--- start Dataset content ---

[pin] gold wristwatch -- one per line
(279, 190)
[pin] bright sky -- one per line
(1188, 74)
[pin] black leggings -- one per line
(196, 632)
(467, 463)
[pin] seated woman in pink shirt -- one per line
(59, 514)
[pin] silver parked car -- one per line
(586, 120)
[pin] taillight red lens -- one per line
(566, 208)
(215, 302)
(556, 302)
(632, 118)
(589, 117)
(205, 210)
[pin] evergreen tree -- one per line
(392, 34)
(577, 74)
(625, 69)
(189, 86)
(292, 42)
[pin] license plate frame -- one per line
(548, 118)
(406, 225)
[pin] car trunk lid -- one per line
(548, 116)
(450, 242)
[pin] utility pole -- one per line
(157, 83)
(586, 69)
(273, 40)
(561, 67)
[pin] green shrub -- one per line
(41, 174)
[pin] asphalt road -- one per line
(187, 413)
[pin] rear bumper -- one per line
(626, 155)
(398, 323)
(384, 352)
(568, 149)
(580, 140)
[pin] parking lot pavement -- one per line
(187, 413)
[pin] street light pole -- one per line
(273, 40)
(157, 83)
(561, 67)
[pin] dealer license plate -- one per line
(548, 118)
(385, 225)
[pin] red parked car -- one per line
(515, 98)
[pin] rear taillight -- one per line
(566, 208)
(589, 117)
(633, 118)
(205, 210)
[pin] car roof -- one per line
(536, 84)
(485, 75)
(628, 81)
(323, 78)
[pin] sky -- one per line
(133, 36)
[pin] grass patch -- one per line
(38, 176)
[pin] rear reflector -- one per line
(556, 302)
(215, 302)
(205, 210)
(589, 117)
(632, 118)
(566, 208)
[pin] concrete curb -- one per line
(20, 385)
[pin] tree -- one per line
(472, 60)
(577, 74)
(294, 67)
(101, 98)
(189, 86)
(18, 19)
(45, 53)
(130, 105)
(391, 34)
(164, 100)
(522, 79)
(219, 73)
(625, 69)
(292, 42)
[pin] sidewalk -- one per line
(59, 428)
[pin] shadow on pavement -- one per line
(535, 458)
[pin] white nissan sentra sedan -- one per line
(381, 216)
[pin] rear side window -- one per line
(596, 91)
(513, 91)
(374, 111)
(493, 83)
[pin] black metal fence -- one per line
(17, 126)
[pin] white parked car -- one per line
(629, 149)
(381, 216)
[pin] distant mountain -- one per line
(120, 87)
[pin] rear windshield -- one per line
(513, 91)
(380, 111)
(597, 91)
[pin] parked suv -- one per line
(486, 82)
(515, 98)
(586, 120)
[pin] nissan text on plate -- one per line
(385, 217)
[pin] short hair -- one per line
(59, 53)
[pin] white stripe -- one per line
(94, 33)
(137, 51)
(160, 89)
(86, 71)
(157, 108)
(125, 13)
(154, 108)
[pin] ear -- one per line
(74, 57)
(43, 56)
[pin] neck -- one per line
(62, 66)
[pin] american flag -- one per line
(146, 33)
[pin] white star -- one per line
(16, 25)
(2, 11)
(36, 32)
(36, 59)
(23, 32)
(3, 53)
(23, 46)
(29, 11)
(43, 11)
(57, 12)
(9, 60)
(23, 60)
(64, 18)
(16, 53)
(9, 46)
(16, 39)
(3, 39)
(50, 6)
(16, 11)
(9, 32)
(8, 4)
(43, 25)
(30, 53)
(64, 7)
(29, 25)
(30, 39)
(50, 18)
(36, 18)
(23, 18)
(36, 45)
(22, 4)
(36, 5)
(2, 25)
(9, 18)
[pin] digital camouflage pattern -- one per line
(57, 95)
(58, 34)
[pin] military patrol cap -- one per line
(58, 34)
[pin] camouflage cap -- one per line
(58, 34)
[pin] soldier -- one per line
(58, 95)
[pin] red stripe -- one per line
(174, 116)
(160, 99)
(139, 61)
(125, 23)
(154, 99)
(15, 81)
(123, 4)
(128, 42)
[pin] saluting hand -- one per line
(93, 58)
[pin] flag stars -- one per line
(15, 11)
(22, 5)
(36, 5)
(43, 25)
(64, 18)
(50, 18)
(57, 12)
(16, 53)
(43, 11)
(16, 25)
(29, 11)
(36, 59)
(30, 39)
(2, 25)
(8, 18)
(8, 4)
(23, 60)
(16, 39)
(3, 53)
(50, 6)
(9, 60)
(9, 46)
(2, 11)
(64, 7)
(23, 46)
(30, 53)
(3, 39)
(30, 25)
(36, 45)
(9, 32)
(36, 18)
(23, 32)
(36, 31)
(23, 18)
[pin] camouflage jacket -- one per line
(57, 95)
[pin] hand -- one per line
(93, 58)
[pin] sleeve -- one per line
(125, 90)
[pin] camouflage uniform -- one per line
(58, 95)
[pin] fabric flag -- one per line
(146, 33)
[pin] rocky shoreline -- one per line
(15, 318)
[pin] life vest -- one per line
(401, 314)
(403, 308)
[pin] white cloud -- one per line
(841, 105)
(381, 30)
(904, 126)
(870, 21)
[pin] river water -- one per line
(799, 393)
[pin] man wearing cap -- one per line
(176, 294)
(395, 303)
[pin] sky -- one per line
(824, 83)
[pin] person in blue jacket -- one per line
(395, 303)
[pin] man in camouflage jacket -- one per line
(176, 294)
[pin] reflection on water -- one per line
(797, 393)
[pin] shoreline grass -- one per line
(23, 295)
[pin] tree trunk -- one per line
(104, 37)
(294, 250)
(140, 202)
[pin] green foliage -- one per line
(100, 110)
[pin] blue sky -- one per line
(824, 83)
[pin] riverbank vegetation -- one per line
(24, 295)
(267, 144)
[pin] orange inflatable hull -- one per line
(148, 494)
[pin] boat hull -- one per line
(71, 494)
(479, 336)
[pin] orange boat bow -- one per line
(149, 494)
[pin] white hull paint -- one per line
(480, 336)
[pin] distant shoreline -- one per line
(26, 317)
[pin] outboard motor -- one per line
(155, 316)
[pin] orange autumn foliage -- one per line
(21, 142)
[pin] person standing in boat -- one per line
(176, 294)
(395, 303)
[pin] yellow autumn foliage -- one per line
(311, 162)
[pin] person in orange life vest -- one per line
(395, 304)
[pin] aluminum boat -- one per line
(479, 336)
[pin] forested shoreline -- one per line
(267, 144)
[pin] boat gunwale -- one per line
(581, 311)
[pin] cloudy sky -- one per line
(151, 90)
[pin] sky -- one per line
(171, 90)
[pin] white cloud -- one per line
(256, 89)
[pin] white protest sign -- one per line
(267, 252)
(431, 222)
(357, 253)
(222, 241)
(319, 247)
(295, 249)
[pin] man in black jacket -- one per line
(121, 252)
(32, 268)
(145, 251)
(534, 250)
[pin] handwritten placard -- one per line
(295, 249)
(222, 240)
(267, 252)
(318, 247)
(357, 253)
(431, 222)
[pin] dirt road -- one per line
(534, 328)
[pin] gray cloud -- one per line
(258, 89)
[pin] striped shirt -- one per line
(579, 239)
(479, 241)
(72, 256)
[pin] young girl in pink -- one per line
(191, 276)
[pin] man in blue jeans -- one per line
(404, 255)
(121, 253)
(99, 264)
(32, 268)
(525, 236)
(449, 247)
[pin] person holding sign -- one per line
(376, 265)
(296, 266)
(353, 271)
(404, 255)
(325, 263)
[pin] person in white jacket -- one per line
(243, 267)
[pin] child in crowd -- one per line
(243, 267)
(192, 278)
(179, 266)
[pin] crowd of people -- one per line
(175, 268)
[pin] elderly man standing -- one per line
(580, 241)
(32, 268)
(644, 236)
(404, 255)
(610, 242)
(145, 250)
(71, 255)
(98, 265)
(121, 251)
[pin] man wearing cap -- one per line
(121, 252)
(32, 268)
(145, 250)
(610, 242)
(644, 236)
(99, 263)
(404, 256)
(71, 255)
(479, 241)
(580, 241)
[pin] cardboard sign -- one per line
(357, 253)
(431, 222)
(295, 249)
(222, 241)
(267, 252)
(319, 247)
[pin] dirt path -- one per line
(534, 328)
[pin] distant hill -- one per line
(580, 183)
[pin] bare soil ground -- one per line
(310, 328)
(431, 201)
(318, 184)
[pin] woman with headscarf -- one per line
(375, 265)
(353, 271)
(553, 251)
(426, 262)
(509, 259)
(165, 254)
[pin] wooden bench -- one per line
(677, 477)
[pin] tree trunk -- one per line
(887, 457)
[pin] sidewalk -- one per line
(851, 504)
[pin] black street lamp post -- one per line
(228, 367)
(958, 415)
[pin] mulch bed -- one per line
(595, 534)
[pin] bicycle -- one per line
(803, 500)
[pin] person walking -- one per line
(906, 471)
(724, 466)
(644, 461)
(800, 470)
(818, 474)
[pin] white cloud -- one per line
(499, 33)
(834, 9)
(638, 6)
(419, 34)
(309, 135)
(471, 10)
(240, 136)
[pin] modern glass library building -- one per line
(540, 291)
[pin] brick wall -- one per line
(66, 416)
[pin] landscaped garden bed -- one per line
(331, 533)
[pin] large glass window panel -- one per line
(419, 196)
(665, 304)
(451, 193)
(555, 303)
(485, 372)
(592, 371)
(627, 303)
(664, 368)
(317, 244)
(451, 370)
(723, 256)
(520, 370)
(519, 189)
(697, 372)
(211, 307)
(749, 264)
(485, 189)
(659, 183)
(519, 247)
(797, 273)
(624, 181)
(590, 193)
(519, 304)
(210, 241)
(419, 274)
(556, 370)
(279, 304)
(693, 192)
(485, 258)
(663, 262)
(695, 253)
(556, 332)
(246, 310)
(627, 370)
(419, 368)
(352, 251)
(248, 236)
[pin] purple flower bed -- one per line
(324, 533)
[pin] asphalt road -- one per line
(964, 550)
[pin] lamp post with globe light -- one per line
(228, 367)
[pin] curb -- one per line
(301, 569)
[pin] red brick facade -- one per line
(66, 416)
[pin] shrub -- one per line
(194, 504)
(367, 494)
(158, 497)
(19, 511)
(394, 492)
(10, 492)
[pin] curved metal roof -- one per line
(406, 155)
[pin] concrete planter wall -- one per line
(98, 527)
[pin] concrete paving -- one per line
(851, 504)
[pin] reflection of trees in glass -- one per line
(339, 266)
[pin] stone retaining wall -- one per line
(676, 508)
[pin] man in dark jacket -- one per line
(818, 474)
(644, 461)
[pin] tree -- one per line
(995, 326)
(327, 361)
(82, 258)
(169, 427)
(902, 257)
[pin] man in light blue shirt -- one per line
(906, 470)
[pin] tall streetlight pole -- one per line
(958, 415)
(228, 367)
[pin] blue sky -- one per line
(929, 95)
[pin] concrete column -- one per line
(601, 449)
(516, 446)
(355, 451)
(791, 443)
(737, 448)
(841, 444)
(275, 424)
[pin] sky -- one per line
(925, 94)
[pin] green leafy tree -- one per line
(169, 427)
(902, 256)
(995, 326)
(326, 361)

--- end Dataset content ---

### What to produce:
Exactly and only the lines from the line containing "[pin] black street lamp post -- one per line" through the last line of the entries should be copied, both ends included.

### Task response:
[pin] black street lamp post -- one per line
(228, 367)
(958, 415)
[pin] mulch bed -- one per line
(595, 534)
[pin] bicycle -- one per line
(803, 500)
[pin] person walking -- one per line
(906, 471)
(724, 466)
(644, 461)
(800, 470)
(818, 474)
[pin] white cloud -- one per line
(499, 33)
(834, 9)
(638, 6)
(419, 34)
(309, 135)
(471, 10)
(240, 136)
[pin] modern glass library building -- one per line
(540, 291)
[pin] brick wall -- one per line
(66, 416)
[pin] landscaped garden bed -- one per line
(331, 533)
[pin] large glass window panel -- one per line
(419, 196)
(665, 304)
(451, 193)
(555, 303)
(485, 372)
(592, 371)
(627, 303)
(664, 368)
(317, 244)
(451, 370)
(723, 256)
(520, 370)
(519, 189)
(697, 372)
(211, 307)
(749, 264)
(485, 189)
(659, 183)
(519, 247)
(797, 273)
(624, 181)
(590, 193)
(519, 304)
(210, 241)
(419, 274)
(556, 370)
(279, 304)
(693, 192)
(485, 258)
(663, 262)
(695, 253)
(556, 332)
(246, 310)
(627, 370)
(419, 368)
(352, 251)
(248, 236)
[pin] purple flower bed -- one per line
(324, 533)
[pin] asphalt road -- one per line
(964, 550)
[pin] lamp post with globe light -- one per line
(228, 367)
[pin] curb -- one per line
(301, 569)
[pin] red brick facade -- one per line
(66, 416)
[pin] shrub -- one per line
(194, 504)
(367, 494)
(158, 497)
(19, 511)
(394, 492)
(10, 492)
[pin] curved metal roof -- one per line
(406, 155)
[pin] concrete planter wall -- one per line
(98, 527)
[pin] concrete paving -- one per line
(851, 504)
[pin] reflection of trees in glass -- one per line
(339, 266)
[pin] stone retaining wall -- one per line
(676, 508)
[pin] man in dark jacket -- one per line
(818, 474)
(644, 461)
[pin] tree -- one per line
(995, 326)
(327, 361)
(82, 258)
(169, 427)
(902, 257)
[pin] man in light blue shirt -- one per line
(906, 470)
[pin] tall streetlight pole -- one per line
(958, 415)
(228, 367)
[pin] blue sky -- one per line
(929, 95)
[pin] concrete column -- one per line
(601, 449)
(516, 446)
(355, 451)
(791, 443)
(737, 448)
(841, 444)
(275, 424)
[pin] sky -- one per line
(925, 94)
[pin] green leafy tree -- one per line
(169, 427)
(902, 256)
(995, 326)
(326, 361)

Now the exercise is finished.